■ **TASK DETAILS**:
Reproduce the lines of the records without any change, starting at the line that contains "of the person" and continuing through the end of the records.

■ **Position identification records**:
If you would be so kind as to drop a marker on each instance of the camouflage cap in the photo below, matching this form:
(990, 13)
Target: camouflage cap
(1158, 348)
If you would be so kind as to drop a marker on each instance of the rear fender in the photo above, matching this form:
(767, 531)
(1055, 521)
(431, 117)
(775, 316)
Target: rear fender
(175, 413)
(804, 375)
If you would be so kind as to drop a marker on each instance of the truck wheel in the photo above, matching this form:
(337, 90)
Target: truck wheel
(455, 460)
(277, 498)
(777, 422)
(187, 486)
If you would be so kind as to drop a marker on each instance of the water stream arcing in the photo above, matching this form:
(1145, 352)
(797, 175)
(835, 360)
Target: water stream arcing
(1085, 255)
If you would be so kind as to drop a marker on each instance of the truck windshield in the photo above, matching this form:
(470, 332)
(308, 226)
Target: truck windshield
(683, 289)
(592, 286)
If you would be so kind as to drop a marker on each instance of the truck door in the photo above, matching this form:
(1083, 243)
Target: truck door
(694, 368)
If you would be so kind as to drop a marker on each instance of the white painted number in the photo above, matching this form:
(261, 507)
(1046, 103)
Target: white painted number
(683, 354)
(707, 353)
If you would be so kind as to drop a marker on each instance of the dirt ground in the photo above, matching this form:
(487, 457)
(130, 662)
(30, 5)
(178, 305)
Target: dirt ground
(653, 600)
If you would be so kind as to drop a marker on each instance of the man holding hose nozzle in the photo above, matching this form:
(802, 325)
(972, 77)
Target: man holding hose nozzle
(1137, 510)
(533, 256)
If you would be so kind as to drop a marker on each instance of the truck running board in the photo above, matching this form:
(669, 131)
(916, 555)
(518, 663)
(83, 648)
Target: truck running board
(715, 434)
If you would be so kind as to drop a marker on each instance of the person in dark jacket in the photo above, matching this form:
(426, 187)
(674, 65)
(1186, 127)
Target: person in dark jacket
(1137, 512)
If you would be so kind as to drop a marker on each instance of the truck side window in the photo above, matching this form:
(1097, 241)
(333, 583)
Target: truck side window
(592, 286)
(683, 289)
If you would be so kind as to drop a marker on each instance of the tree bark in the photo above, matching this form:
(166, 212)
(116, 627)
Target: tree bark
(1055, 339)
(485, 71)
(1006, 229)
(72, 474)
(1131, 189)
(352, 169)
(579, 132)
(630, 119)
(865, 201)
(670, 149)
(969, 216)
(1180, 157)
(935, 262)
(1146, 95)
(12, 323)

■ **THE REPLY**:
If you would be so kind as to drop a marker on each instance of the person in dark jacket in the photo above, matching this form:
(426, 187)
(674, 65)
(1186, 127)
Target: person in dark jacket
(1137, 512)
If you would be so kind as to drop a marker on each instance of the truck side window in the photo above, matching this form:
(1097, 241)
(333, 583)
Target: truck side window
(592, 286)
(683, 289)
If you would be so kind as to drop a marker on each instance of the tree bark in the photo above, matching this form:
(166, 212)
(116, 627)
Target: tree bark
(1055, 339)
(485, 71)
(1006, 229)
(72, 474)
(1131, 189)
(352, 169)
(579, 132)
(630, 119)
(865, 201)
(670, 149)
(969, 216)
(1180, 157)
(935, 262)
(1146, 95)
(12, 323)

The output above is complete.